**** TESTO DA ANALIZZARE ****
Tra i passaggi più interessanti dell’articolo vi è il come: la proposta consiste in una vasta riorganizzazione della destinazione d’uso dei suoli su scala globale tenendo conto di come cambieranno le condizioni climatiche – e dunque la fertilità dei suoli – nelle varie regioni in risposta all’innalzamento delle temperature, e sfruttando nella maniera più efficiente possibile le terre disponibili.

Combinando un modello della distribuzione globale della vegetazione variabile in base alle condizioni climatiche con un algoritmo di ottimizzazione, i ricercatori hanno individuato i cambiamenti che bisognerebbe attuare per migliorare l’efficienza del sistema di produzione alimentare globale. Da questa riorganizzazione si trarrebbero vantaggi evidenti: secondo i calcoli condotti dagli studiosi tedeschi, in uno scenario di emissioni climalteranti moderatamente alte (RCP, Representative Concentration Pathway, 6.0,) entro la fine del secolo la produzione alimentare aumenterebbe dell’83%, la disponibilità d’acqua dell’8%, la capacità di stoccaggio del carbonio del 3%.

Nello studio vengono identificate le aree più adatte per tre diverse destinazioni d’uso dei terreni: aree naturali, coltivazioni, pascoli. Per quanto riguarda le aree naturali, la modellizzazione suggerisce che tutelare gli ecosistemi forestali tropicali e boreali offrirebbe il massimo beneficio in termini di stoccaggio del carbonio, riconoscendo così il ruolo centrale di questi ecosistemi come bacini per trattenere il carbonio. Realizzare questo scenario richiederebbe che molte aree ora coltivate fossero riconvertite a foreste, e per compensare questa perdita di superficie produttiva sarebbe necessario aumentare le aree coltivate soprattutto nelle zone temperate. Soddisfare questa esigenza, tuttavia, sembra non essere un problema: dall’analisi emerge che la più ragionevole destinazione d’uso dei suoli nelle regioni temperate è proprio la coltivazione, dal momento che il clima è favorevole alla crescita delle colture, i suoli sono di buona qualità e il consumo di acqua e la trasformazione di aree forestali sono molto ridotti rispetto ad altre regioni del pianeta. Ridurre le zone coltivate nelle regioni aride e concentrarle nelle regioni temperate, dove vi è maggiore disponibilità d’acqua, consentirebbe inoltre di ridurre drasticamente il consumo di questa risorsa, che oggi è invece molto alto: circa il 40% del consumo di acqua dolce è infatti imputabile all’agricoltura. Infine, il modello suggerisce che i luoghi più adatti per la coltivazione dei terreni a pascolo sono le praterie e le savane subtropicali e tropicali, nelle quali già oggi si concentra il 79% dei pascoli esistenti.
****
- **CONSEGNA**:
Riscrivi il brano sull'uso globale dei suoli da "Combinando un modello" a "carbonio del 3%.", sostituendo "algoritmo" con "procedimento". Il materiale che segue non ha alcun ruolo in questo lavoro.
**** DATI FORNITI ****
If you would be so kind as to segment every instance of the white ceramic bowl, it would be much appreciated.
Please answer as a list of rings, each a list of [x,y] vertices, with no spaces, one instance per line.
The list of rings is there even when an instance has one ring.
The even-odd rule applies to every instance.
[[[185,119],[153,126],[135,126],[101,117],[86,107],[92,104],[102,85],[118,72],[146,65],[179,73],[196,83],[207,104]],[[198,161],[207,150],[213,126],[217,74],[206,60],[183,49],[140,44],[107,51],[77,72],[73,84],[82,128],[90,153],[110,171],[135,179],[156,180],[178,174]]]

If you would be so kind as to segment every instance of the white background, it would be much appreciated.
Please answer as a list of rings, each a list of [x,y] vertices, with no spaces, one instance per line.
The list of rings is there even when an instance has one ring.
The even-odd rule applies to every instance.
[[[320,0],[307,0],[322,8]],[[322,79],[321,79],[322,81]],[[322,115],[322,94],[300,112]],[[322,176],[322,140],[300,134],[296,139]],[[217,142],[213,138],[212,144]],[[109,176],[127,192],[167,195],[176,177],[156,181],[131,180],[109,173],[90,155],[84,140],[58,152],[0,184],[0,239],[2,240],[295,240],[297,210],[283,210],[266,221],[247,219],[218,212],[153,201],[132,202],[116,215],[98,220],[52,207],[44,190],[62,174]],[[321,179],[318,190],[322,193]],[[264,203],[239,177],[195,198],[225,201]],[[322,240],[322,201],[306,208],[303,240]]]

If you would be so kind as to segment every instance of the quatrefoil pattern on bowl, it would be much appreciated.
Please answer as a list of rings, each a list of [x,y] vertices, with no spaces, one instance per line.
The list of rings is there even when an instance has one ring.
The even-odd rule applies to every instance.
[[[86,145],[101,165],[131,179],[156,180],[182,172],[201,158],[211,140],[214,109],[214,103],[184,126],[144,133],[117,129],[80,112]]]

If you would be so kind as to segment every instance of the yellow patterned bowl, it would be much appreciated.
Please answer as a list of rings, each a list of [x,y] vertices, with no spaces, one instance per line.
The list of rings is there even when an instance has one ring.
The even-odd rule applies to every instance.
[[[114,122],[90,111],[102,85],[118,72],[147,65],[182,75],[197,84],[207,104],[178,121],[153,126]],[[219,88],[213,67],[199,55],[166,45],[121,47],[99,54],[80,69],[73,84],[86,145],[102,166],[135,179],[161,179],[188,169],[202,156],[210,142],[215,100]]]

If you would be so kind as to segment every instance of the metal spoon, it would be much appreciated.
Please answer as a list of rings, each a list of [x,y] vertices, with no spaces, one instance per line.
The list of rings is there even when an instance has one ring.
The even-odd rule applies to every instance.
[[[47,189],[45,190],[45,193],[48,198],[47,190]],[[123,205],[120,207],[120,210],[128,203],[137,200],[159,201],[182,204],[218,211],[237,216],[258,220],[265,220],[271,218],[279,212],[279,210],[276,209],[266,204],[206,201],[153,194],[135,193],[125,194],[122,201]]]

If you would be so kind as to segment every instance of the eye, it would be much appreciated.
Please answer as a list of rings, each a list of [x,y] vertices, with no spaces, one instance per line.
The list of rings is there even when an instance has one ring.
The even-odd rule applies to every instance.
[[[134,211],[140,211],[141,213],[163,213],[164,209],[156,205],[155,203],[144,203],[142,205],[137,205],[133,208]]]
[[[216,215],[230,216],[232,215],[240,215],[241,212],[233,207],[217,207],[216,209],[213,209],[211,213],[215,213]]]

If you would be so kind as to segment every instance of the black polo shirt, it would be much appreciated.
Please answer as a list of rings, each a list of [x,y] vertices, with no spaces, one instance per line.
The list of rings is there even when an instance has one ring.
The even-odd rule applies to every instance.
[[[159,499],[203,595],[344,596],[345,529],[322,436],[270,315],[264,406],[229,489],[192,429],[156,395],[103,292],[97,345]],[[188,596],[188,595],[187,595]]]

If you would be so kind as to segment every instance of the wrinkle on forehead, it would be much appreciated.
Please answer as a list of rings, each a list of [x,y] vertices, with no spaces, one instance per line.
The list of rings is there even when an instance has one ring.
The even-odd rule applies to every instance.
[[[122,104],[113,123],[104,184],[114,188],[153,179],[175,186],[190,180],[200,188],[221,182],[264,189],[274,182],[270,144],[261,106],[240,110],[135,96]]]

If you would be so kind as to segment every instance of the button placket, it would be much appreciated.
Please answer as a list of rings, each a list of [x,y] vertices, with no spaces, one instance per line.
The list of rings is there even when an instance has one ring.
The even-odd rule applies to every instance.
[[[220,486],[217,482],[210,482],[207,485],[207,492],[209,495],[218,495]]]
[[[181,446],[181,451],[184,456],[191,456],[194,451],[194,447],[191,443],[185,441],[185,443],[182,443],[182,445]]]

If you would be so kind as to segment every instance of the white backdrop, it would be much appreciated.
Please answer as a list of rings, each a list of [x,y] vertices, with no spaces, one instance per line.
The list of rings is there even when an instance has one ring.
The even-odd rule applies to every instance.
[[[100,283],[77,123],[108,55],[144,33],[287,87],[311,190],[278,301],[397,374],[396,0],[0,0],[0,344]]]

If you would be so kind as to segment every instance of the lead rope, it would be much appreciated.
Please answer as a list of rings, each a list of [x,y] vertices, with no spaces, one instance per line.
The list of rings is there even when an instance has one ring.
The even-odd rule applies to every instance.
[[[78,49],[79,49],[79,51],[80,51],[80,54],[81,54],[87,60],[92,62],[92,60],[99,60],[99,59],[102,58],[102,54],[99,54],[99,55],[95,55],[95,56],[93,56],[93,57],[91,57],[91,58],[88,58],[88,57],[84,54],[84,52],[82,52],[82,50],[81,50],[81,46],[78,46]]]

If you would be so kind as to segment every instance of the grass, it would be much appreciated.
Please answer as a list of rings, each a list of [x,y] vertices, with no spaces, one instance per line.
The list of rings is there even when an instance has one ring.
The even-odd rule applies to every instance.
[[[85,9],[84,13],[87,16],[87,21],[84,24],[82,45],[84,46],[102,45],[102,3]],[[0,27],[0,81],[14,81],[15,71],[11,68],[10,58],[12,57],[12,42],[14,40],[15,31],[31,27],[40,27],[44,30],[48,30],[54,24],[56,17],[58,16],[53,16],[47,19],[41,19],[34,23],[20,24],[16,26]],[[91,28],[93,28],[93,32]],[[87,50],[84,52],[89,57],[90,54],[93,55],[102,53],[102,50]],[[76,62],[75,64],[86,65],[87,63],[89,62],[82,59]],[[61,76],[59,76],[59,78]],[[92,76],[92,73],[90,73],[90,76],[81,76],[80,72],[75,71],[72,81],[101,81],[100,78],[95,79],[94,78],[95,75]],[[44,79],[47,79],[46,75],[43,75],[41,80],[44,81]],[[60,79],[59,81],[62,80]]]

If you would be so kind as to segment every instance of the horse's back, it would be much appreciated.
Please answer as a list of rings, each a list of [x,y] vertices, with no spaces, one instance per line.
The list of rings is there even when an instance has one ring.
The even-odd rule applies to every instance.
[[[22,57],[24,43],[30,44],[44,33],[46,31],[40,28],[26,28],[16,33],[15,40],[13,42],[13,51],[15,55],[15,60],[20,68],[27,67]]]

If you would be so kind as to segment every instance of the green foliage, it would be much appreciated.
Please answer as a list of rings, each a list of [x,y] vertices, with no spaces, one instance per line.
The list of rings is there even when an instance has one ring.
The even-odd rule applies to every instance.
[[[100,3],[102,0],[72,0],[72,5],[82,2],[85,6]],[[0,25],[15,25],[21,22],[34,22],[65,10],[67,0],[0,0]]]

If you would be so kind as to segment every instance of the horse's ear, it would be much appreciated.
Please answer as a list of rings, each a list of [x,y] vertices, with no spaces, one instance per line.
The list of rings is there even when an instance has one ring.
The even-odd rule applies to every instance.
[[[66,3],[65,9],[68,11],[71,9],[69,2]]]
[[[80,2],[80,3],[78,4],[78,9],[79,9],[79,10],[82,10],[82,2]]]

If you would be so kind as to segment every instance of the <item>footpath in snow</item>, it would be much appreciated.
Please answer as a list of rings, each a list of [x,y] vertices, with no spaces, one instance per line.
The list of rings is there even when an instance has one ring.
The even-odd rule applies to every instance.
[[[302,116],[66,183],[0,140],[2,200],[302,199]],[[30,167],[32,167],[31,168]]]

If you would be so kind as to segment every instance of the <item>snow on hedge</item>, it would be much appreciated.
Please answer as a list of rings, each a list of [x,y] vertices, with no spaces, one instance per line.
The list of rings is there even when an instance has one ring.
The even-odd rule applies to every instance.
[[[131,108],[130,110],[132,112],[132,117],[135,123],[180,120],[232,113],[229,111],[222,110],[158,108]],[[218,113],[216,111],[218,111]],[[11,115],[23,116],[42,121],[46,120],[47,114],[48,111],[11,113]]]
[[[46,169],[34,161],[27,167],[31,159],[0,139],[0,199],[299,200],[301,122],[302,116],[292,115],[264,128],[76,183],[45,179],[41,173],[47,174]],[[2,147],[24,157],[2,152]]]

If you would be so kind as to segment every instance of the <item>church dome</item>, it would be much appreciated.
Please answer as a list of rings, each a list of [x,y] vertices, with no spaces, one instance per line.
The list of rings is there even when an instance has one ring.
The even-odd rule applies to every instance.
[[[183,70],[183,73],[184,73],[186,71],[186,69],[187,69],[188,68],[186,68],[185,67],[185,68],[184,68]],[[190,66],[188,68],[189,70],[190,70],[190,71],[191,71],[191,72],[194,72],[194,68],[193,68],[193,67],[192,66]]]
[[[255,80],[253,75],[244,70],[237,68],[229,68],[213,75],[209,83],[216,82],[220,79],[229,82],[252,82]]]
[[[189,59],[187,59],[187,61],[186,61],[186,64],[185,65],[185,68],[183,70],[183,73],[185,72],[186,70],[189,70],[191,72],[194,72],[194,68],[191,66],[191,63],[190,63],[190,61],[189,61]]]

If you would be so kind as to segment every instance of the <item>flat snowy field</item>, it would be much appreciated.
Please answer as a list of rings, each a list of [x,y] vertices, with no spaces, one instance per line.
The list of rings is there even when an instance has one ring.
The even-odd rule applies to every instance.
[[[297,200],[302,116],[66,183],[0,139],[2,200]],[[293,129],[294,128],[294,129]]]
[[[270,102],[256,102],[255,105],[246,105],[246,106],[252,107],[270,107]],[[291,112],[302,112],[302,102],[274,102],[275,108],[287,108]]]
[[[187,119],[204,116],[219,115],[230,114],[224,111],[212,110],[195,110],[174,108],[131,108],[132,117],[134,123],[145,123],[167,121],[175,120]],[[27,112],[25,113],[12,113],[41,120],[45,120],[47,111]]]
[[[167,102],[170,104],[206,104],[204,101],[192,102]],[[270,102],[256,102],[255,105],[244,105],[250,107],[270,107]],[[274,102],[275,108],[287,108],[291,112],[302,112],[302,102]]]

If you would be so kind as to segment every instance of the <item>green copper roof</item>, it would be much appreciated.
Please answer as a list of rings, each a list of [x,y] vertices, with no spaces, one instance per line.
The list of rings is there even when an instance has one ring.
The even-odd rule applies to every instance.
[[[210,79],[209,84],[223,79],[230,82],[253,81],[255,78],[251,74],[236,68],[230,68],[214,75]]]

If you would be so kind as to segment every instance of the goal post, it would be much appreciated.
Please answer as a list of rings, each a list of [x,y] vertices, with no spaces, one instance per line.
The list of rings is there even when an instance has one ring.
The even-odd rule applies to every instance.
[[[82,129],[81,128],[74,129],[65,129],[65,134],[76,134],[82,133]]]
****
- **RISPOSTA**:
Combinando un modello della distribuzione globale della vegetazione variabile in base alle condizioni climatiche con un procedimento di ottimizzazione, i ricercatori hanno individuato i cambiamenti che bisognerebbe attuare per migliorare l’efficienza del sistema di produzione alimentare globale. Da questa riorganizzazione si trarrebbero vantaggi evidenti: secondo i calcoli condotti dagli studiosi tedeschi, in uno scenario di emissioni climalteranti moderatamente alte (RCP, Representative Concentration Pathway, 6.0,) entro la fine del secolo la produzione alimentare aumenterebbe dell’83%, la disponibilità d’acqua dell’8%, la capacità di stoccaggio del carbonio del 3%.